# Task brief
Reproduce nothing but the closing run of lines: the line with "Each instance of the bamboo raft" and each line that follows it to the end of the data.

— start Record set —

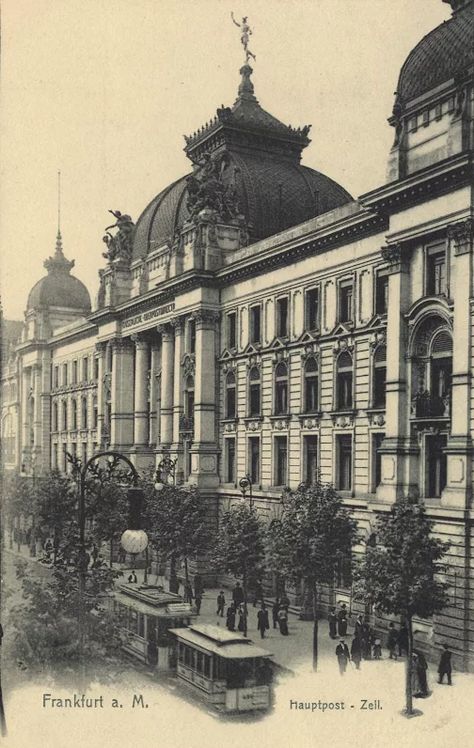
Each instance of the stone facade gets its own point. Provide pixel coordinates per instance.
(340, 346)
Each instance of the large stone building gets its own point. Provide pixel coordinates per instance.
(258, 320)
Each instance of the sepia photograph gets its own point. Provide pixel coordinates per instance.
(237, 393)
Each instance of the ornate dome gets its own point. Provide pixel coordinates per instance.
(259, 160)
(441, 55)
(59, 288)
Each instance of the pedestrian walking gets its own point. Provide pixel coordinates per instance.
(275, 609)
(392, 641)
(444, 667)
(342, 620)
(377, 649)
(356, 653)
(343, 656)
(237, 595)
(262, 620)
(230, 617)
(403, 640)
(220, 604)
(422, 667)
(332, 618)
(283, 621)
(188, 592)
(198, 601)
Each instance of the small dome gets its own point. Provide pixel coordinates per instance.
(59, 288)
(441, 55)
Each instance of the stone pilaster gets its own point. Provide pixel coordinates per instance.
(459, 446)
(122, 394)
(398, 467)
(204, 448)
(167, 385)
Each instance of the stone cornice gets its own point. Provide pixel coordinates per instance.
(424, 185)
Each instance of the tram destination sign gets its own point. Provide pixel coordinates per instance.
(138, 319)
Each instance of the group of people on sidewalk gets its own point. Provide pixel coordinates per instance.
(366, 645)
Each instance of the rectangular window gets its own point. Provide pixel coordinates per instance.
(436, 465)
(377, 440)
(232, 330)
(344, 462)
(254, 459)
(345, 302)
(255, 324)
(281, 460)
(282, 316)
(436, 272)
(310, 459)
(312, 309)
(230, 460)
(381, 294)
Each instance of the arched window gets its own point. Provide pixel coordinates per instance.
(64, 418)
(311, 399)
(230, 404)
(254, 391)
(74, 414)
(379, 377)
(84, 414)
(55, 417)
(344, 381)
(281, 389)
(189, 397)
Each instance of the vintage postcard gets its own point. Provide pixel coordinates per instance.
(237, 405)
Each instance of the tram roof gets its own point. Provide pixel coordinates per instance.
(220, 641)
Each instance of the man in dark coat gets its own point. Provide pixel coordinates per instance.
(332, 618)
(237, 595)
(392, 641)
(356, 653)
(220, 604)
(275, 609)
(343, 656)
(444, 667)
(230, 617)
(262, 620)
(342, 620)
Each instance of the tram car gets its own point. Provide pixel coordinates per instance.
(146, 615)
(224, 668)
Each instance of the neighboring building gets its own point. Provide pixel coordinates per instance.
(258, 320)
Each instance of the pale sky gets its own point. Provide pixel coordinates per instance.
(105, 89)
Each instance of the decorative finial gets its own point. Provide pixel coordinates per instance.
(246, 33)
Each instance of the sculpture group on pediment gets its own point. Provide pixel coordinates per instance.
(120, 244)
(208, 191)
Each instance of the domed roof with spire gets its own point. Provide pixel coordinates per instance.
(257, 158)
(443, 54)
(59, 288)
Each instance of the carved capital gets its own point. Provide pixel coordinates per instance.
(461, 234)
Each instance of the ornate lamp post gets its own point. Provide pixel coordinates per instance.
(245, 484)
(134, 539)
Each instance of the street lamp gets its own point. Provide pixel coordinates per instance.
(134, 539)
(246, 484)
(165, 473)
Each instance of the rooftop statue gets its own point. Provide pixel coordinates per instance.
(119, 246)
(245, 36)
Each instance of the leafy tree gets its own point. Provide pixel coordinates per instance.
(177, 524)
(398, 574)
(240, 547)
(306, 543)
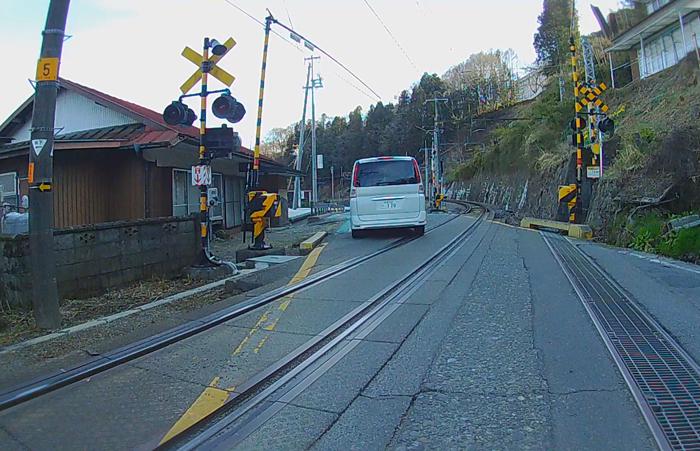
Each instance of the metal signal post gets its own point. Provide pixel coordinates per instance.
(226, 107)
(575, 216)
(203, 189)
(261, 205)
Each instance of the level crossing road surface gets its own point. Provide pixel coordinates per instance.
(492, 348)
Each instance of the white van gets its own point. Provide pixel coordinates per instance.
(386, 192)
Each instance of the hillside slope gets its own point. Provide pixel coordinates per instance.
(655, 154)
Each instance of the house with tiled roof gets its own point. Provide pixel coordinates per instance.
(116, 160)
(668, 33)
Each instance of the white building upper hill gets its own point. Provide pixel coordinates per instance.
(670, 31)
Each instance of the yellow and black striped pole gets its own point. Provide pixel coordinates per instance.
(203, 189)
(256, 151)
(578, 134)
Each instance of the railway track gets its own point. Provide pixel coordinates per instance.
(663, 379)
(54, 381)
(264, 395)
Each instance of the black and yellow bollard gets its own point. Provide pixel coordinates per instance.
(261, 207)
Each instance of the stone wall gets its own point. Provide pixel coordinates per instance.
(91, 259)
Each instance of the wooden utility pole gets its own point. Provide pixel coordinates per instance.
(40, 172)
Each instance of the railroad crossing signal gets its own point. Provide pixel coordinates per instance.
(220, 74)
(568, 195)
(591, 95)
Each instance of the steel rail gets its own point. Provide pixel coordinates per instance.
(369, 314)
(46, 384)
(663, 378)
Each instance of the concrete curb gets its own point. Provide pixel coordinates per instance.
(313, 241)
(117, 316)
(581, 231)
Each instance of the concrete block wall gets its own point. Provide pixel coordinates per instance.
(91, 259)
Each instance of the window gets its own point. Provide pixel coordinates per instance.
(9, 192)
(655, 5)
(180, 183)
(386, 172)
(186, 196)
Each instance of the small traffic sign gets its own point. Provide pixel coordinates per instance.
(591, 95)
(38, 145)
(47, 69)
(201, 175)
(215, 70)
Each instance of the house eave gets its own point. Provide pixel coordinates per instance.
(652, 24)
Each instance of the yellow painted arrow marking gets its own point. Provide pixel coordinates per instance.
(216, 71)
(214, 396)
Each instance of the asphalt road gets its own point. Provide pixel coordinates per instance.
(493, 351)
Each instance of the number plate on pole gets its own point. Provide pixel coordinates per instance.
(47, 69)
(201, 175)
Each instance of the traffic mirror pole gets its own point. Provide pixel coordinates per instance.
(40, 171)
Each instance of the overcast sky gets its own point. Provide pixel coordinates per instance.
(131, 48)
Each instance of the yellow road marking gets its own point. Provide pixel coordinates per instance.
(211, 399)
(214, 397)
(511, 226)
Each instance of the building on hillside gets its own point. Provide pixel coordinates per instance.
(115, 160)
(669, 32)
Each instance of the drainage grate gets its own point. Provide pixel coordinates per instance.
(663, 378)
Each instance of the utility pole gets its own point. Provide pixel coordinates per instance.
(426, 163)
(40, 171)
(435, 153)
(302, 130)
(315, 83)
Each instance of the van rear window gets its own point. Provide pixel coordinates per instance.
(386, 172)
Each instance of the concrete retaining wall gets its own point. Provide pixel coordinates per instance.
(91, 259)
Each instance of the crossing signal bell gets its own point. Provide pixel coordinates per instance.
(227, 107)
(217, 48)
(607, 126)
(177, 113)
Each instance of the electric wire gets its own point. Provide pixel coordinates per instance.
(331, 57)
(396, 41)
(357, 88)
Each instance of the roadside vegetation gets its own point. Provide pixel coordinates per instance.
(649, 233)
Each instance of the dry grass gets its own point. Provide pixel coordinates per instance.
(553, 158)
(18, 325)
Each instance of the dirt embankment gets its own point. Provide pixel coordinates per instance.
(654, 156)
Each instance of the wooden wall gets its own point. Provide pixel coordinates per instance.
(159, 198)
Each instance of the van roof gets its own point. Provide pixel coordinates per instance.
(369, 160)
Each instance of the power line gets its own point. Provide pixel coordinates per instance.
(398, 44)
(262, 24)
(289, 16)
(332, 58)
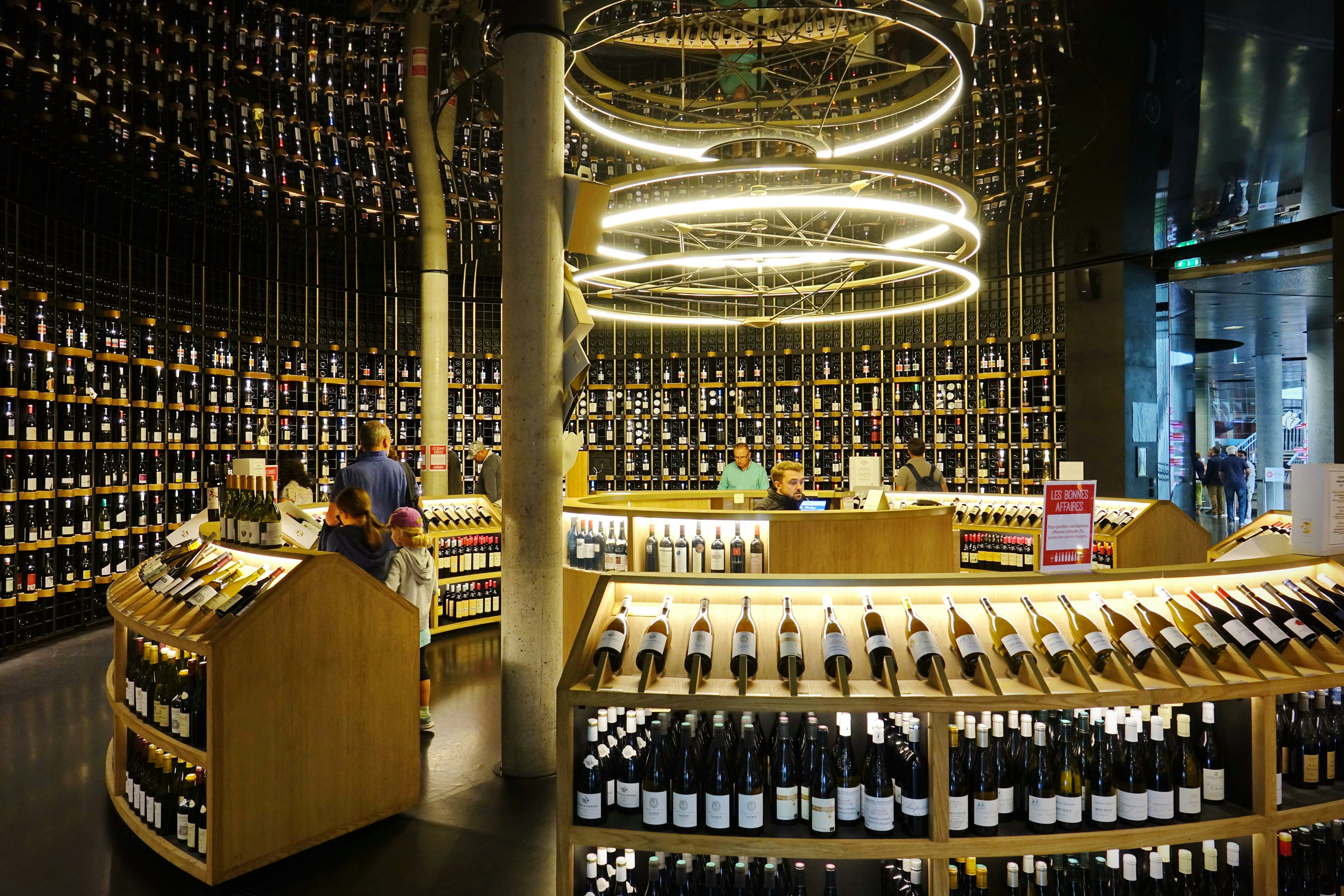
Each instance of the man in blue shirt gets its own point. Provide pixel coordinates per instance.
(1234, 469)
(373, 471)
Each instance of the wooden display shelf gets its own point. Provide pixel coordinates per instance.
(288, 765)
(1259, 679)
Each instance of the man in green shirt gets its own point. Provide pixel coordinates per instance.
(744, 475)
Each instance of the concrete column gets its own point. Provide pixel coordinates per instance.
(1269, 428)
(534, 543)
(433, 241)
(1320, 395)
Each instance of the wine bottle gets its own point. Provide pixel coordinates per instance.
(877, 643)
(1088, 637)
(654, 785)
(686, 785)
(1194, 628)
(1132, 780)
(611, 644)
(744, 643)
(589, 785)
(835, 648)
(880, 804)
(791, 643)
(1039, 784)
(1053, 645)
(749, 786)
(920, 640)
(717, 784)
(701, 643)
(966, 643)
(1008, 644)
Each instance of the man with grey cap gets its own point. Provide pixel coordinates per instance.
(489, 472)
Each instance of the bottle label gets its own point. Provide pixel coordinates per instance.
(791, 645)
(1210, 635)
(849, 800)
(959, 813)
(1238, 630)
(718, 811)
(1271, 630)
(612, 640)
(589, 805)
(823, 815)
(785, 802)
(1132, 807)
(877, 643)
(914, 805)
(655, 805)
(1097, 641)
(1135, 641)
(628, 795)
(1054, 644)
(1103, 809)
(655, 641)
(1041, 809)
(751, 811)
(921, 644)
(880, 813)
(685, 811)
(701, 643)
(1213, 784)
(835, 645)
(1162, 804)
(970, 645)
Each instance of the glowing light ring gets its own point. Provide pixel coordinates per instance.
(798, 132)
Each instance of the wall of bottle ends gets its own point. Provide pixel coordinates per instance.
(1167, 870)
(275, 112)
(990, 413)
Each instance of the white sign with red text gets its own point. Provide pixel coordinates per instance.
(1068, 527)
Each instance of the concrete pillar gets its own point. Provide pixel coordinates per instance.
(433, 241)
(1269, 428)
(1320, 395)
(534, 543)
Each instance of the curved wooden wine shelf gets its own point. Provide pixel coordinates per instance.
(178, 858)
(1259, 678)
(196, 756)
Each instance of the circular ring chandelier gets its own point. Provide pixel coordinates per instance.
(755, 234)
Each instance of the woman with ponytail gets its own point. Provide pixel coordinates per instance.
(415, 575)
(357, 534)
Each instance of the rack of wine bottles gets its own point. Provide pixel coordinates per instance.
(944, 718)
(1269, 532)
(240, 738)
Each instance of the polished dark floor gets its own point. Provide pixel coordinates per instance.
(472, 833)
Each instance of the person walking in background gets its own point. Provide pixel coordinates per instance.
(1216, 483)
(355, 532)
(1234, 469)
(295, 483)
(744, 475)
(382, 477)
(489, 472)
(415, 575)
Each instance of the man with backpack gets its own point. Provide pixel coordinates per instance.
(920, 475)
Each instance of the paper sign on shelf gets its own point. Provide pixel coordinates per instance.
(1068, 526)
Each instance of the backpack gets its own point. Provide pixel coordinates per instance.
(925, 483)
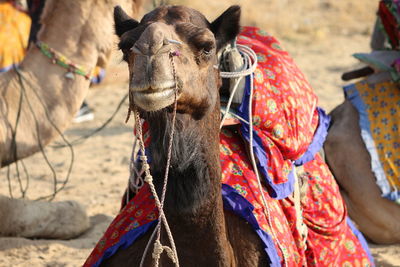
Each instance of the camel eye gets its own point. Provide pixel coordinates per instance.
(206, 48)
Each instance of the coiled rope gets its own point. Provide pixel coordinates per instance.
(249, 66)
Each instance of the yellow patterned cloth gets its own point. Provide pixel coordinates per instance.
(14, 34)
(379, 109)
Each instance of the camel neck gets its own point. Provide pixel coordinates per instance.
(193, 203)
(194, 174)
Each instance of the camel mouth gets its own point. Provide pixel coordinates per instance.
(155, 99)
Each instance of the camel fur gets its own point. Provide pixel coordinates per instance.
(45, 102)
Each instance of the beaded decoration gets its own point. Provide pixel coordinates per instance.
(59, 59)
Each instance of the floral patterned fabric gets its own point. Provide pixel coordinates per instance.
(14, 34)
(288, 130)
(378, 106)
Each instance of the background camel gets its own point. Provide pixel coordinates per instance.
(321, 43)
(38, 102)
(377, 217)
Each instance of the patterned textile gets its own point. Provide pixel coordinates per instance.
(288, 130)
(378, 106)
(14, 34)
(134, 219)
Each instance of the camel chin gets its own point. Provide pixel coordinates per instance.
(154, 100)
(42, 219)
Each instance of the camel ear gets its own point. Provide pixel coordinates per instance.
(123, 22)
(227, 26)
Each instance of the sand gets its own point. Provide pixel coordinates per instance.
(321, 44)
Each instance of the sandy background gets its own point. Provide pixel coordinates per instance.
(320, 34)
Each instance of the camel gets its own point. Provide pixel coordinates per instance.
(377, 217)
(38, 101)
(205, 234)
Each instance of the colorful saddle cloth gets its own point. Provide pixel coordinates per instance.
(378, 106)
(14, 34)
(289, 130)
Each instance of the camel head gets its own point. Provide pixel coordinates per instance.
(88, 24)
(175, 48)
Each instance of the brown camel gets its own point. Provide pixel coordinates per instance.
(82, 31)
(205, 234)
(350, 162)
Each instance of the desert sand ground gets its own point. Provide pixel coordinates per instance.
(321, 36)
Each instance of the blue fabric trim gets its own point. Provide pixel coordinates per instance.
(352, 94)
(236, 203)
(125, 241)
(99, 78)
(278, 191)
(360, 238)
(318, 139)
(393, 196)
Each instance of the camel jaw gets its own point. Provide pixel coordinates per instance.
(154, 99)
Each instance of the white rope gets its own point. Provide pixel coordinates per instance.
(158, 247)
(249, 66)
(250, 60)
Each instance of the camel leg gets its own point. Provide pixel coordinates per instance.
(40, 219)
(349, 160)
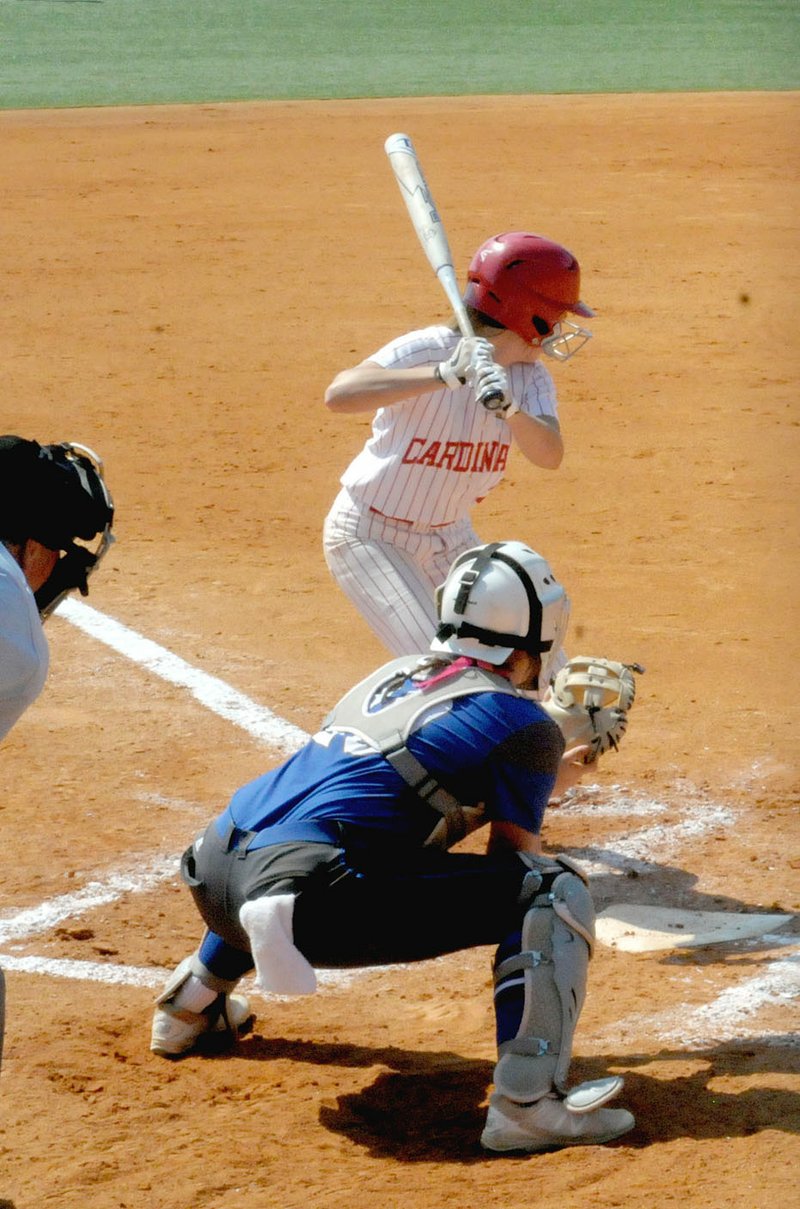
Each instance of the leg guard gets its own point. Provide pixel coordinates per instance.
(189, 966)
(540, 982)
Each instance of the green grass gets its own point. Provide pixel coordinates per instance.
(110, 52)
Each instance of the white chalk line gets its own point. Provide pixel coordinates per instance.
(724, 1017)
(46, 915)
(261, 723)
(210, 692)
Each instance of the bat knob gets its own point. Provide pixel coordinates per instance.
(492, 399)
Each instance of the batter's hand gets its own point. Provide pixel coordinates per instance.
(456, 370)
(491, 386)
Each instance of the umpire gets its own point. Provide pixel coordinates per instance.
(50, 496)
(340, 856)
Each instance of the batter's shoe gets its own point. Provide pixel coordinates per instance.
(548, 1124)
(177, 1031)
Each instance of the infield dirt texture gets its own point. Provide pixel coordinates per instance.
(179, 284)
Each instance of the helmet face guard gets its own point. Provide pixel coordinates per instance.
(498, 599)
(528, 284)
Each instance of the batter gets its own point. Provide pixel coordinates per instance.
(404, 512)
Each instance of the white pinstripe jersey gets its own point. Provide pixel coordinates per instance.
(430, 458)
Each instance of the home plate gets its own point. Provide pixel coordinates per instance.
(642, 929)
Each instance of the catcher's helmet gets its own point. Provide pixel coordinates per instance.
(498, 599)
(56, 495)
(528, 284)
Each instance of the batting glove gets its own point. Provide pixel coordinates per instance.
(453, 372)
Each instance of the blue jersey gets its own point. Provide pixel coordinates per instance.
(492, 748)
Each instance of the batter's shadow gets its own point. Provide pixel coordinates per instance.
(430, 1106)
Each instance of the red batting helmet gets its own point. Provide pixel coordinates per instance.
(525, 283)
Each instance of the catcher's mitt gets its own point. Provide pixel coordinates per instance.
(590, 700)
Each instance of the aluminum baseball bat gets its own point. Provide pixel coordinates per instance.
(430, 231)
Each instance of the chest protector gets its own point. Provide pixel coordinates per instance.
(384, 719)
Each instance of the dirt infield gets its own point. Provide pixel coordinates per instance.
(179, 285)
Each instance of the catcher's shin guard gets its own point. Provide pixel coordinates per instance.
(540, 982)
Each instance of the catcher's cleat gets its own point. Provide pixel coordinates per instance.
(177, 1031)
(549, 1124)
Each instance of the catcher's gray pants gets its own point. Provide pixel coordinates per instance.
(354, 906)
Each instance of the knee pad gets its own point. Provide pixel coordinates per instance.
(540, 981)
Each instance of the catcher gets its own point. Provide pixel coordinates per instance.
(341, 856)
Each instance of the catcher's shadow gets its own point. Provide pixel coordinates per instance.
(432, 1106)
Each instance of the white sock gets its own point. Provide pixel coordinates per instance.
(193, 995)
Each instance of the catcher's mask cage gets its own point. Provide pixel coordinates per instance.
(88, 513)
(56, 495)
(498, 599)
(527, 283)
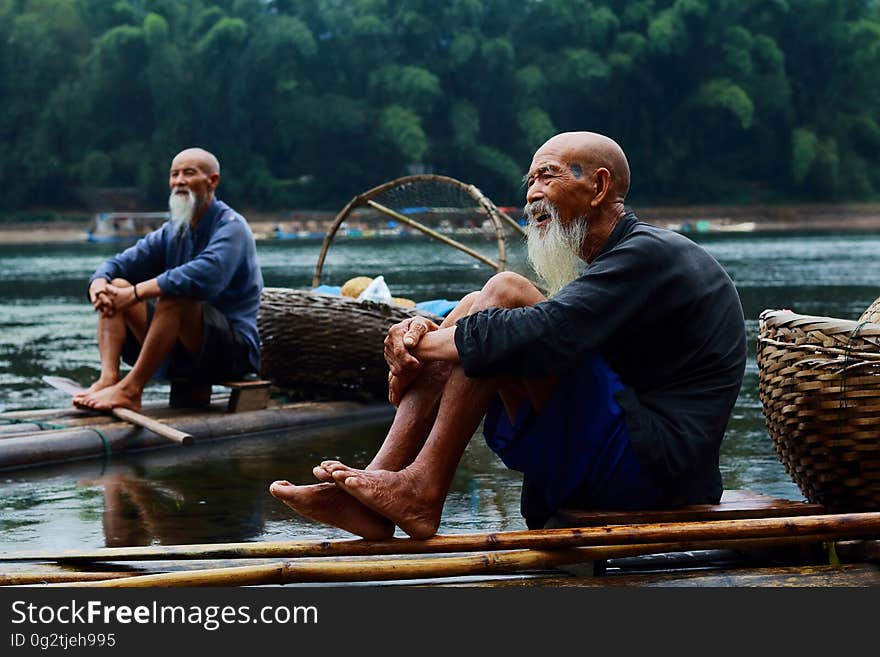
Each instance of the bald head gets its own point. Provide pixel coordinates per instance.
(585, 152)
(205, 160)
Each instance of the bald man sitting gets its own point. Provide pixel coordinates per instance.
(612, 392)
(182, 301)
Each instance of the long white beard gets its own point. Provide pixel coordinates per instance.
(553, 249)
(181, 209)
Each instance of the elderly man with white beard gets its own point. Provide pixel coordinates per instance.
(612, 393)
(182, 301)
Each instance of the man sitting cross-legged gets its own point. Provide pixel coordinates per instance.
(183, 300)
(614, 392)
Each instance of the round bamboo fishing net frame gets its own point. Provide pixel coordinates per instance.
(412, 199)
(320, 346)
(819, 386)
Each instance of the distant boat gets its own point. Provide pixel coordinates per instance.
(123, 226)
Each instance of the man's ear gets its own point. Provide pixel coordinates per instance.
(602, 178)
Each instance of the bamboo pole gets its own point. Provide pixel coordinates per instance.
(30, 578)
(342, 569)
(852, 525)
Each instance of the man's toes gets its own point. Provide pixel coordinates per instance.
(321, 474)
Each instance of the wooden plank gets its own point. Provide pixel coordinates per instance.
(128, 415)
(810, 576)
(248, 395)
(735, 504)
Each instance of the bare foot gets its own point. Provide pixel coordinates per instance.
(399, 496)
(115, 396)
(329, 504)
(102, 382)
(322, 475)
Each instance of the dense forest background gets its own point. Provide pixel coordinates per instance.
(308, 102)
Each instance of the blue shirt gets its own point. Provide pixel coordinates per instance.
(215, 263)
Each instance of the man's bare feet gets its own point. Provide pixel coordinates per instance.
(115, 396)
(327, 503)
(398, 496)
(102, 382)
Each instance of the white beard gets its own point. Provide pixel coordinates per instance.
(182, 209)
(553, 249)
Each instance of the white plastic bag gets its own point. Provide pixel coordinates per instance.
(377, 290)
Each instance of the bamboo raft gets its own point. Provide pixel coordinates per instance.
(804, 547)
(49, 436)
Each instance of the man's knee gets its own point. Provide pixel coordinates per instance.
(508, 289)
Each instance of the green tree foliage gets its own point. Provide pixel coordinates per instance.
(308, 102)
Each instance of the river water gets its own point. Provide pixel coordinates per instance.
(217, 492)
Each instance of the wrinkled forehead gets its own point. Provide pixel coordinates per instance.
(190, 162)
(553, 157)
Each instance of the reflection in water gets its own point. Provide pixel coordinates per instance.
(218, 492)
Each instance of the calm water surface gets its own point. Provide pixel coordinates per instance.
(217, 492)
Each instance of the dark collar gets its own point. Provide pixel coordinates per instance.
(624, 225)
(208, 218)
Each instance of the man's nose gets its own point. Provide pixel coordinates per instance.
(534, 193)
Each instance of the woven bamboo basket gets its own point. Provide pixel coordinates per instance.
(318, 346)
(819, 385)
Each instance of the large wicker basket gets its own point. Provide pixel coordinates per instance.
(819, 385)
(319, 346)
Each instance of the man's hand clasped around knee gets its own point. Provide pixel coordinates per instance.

— end Record set —

# Exercise solution
Each instance of the bamboo raft gets its own point. Provide pixel coordinates per instance.
(804, 547)
(49, 436)
Each instance of the man's knee gets its own point. Provide pixel coordinates per instance.
(508, 289)
Each instance of the green tree foliage gets its own point. Provide pixel coordinates per instance.
(308, 102)
Each instance of the river water gets its own point. Provide pixel coordinates per instance.
(217, 492)
Each instance of the wrinkled forehead gets its own point. Provide pixel coordinates per instance.
(190, 162)
(553, 157)
Each instance of the reflection in water gets its own point. Provide pixel coordinates per instance.
(218, 492)
Each instance of the calm water surface gets its own point. Provide pixel coordinates per instance.
(217, 492)
Each instance of the dark collar gets its own point. Provide pixel coordinates per instance.
(624, 225)
(208, 218)
Each instance of the man's nose gets its own point. Provide pixel coordinates per instance.
(534, 193)
Each instance of the woven bamboo basket gets its own point. Provide pixel coordinates per instance.
(318, 346)
(819, 385)
Each instance of the large wicker basket gets its own point. Provide pixel coordinates per instance.
(819, 385)
(319, 346)
Each instance of the man's hand clasped around knee gets its own point. Provide pixel coordinates per instance.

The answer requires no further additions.